Provided data |

---*---

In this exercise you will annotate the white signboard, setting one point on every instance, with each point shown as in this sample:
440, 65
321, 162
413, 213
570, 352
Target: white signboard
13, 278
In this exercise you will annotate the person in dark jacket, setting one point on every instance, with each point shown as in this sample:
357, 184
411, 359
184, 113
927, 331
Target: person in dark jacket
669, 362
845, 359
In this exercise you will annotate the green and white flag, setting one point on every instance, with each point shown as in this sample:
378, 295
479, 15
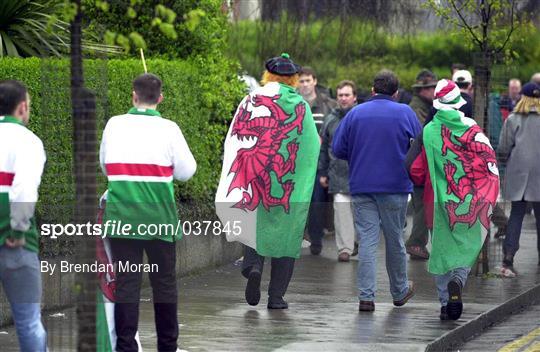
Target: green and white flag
465, 179
269, 167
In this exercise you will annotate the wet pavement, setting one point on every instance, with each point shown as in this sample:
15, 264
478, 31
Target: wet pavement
323, 313
520, 332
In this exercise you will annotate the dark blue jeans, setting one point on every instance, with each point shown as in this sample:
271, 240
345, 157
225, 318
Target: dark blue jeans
513, 230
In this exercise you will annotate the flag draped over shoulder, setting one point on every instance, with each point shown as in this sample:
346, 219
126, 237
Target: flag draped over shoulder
269, 166
463, 171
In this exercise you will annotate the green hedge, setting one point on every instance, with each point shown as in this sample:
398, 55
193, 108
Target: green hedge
357, 50
200, 95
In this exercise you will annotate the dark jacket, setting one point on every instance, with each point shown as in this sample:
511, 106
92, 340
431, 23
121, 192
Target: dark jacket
375, 137
323, 105
335, 169
468, 108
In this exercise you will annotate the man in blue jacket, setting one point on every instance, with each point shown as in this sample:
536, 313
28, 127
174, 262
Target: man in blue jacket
374, 138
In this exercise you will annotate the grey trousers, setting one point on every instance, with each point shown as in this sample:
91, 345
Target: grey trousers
280, 275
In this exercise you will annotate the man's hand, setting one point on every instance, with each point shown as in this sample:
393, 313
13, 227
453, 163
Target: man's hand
324, 181
15, 242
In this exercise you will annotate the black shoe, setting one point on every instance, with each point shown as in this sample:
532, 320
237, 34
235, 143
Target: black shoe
253, 287
315, 249
455, 305
366, 306
444, 314
277, 303
501, 233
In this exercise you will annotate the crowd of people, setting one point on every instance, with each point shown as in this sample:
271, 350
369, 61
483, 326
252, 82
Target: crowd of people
376, 151
367, 157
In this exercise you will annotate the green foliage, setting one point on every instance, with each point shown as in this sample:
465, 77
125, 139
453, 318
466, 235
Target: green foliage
170, 29
356, 50
200, 95
32, 28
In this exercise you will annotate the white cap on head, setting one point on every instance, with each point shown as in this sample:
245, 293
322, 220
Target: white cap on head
447, 96
462, 76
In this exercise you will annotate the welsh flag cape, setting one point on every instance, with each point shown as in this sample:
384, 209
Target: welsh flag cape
105, 328
465, 179
269, 166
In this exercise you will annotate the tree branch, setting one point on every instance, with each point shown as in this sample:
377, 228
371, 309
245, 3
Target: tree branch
465, 24
512, 27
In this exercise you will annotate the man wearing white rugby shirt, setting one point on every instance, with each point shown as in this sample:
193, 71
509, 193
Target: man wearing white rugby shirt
21, 164
141, 153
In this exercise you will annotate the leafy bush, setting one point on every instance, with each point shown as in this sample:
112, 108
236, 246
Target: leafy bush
199, 95
355, 49
206, 39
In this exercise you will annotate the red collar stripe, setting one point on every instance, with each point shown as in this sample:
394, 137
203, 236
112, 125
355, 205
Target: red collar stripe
138, 170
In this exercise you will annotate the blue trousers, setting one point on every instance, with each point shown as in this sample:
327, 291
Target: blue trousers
20, 275
371, 211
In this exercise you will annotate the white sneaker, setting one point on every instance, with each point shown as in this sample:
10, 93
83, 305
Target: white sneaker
508, 272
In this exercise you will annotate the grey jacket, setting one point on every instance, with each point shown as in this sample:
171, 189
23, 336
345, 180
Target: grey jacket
335, 169
519, 149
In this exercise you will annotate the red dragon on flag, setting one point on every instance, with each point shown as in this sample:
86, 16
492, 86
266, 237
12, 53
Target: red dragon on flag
480, 180
252, 166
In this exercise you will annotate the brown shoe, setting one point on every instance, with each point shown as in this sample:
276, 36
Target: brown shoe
417, 252
343, 257
407, 297
366, 306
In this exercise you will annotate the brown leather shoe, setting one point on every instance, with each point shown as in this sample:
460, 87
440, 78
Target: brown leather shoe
343, 257
408, 296
417, 252
366, 306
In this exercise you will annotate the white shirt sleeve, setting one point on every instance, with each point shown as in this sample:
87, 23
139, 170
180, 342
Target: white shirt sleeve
23, 195
102, 148
183, 162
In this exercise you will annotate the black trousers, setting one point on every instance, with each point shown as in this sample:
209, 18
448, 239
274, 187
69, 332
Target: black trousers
419, 233
128, 289
280, 276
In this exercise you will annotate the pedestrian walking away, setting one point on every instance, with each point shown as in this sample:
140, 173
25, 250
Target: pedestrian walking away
519, 150
453, 159
334, 173
422, 104
321, 105
141, 153
268, 121
22, 159
374, 138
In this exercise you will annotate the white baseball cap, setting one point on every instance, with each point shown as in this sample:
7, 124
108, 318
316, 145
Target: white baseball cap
447, 96
462, 76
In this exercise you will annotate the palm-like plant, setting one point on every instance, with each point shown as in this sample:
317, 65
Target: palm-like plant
31, 28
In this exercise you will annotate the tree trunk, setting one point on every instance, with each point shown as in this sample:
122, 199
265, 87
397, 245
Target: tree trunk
481, 82
85, 166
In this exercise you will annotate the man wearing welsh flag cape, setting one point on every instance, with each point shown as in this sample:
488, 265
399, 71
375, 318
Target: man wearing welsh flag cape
269, 165
457, 165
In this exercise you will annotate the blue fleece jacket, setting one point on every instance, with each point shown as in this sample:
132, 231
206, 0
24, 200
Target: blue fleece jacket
374, 138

---*---

Set task |
Copy everything in the records above except the pictures, exactly as written.

Response for this exercise |
In this exercise you will annotate the white signboard, setting one point on every instance, with each point shown as in this sample:
440, 65
321, 162
413, 213
570, 352
Target: white signboard
13, 278
In this exercise you will annotate the person in dark jacket, setting one point on every instance, with each point shown as in this sample:
357, 184
411, 359
184, 113
927, 331
Target: person in dark jacket
669, 362
845, 359
In this exercise you will annotate the green and white flag, setting one point on every instance, with each point shown as in this sample:
378, 295
479, 15
Target: green and white flag
465, 179
269, 167
In this exercise you will annotate the wet pavement, setting one point on every instance, with each point shown as in this sample:
15, 264
478, 31
Target: wet pavement
323, 313
520, 332
In this exercise you will annotate the dark blue jeans, setting one point on every instance, with each point shown as in this sample:
271, 240
345, 157
225, 318
Target: dark blue jeans
513, 230
In this exercise you will annotate the flag draped over shoulder, setting one point on every instance, with each point shown as in this sample:
346, 219
126, 237
Target: flag draped over shoulder
269, 166
463, 171
In this exercise you will annotate the green hedge, setting one point on every instance, with each point shown as in this sample:
398, 55
193, 108
Target: green hedge
357, 50
200, 95
In this exercise you will annotate the dark jacket, setting one point on every instance, with each point shown as in this sample:
511, 106
92, 340
431, 23
121, 192
Target: dark jacket
375, 137
323, 105
335, 169
468, 108
In this exercise you will annotate the man in blue jacket, setting one point on every instance, with each point shown as in this sample:
536, 313
28, 127
174, 262
Target: man in blue jacket
374, 138
In this exercise you will annotate the grey trousers, setting one point on every instance, with each point shown as in this sample:
91, 345
Target: grey trousers
280, 275
In this exercise you will annotate the man's hand, setting one point on every instance, with each point shown as in this sample:
393, 313
13, 227
453, 163
Target: man's hand
324, 181
15, 242
In this exercise you will annotate the black shoe, setting one point on every instance, with each point shown as in this sample:
532, 320
237, 34
235, 143
Target: black shoe
253, 287
315, 249
455, 305
366, 306
444, 314
277, 303
501, 233
In this exercise you will annotate the crowd of people, setting one point on every instance, with each point shown as in this sample:
271, 350
369, 61
483, 326
252, 82
Target: crowd of people
376, 151
367, 157
In this exercise you will annotate the green foliage, setting one point on every instance, with each point shown as in this sample:
465, 77
125, 139
453, 318
466, 235
Target: green foliage
170, 29
356, 50
200, 95
32, 28
In this exercise you will annotate the white cap on head, setting one point on every instance, with each point shown as in this sample:
245, 293
322, 220
Target: white cap on head
447, 96
462, 76
In this exercise you will annotate the welsh flag cape, setting one point on every instance, with each point shown as in this sample:
384, 209
Target: welsh flag cape
105, 328
465, 179
269, 166
In this exercise you will annotate the tree branch, setting one point on every instance, with each point shown as in this sample:
377, 228
371, 309
245, 3
Target: tree branch
465, 24
512, 27
In this exercise you will annotate the man wearing white rugby shirt, setting one point on every instance, with each point shown as in this sample:
193, 71
509, 193
Target: man wearing white rugby shirt
21, 164
141, 153
In this exercise you will annotate the leafy bush, setting one point on every instance, with each point shown as in this sample:
112, 108
236, 246
Target: leafy bush
199, 95
355, 49
206, 39
In this exercise you will annotate the red collar stripe, setting one point on every instance, with each point shown as in this sample:
394, 137
203, 236
112, 125
355, 205
Target: red collar stripe
138, 170
In this exercise you will annotate the blue trousers, setting one point on every instance, with each point shown as in this sample:
327, 291
Target: blue trousers
20, 275
371, 211
In this exercise you will annotate the white sneaker, setting one point on every instance, with each point shown as in this sample:
10, 93
83, 305
Target: white sneaker
508, 272
In this exercise you will annotate the grey jacket, setting one point on every instance, with each point shown as in this sample:
171, 189
23, 336
345, 180
Target: grey jacket
335, 169
519, 149
In this exercise you will annotate the red dragon on flag, setting one point on every instance, with each point shown as in this sample:
86, 16
492, 86
266, 237
12, 53
Target: red dragon on flag
480, 180
252, 166
In this exercise you will annotate the brown shoe, setting one point on every instance, with each point shown as in this sample:
276, 36
Target: brown shoe
417, 252
343, 257
407, 297
366, 306
In this exercise you will annotate the brown leather shoe, setting one point on every instance, with each point shown as in this sample:
460, 87
440, 78
Target: brown leather shoe
343, 257
408, 296
417, 252
366, 306
In this exercise you will annotate the white shirt sleeve, setting one point on every instance, with each point shown as in this sample:
87, 23
139, 170
180, 342
Target: white shirt sleeve
23, 195
102, 148
183, 162
In this exercise you will annotate the black trousers, setting one point on every instance, with each point shown as in this sample:
209, 18
448, 239
274, 187
69, 332
Target: black trousers
419, 233
128, 289
280, 276
In this exercise you will annotate the pedestrian walking away, setting one point on every instance, with each point shown as in this sample:
140, 173
25, 250
Target: pedestrian walking away
519, 150
453, 159
334, 173
422, 104
321, 105
141, 153
268, 121
22, 159
374, 138
In this exercise you will annotate the white baseball cap, setting one point on every instance, with each point shown as in this sample:
7, 124
108, 318
316, 145
Target: white baseball cap
447, 96
462, 76
In this exercise you will annotate the palm-like plant, setting one point on every instance, with each point shown as in this sample:
317, 65
Target: palm-like plant
31, 28
In this exercise you will annotate the tree trunk, setting one point on every instance, with each point shown as in this sample:
122, 199
265, 87
397, 245
Target: tree trunk
481, 82
85, 166
In this exercise you will annotate the man wearing welsh flag cape, setting one point on every instance, with each point shown as in this sample:
488, 265
399, 71
375, 318
Target: man wearing welsh flag cape
269, 165
457, 165
In this exercise you will annotate the blue fleece jacket, setting one point on every instance, with each point shown as in this sample:
132, 231
206, 0
24, 200
Target: blue fleece jacket
374, 138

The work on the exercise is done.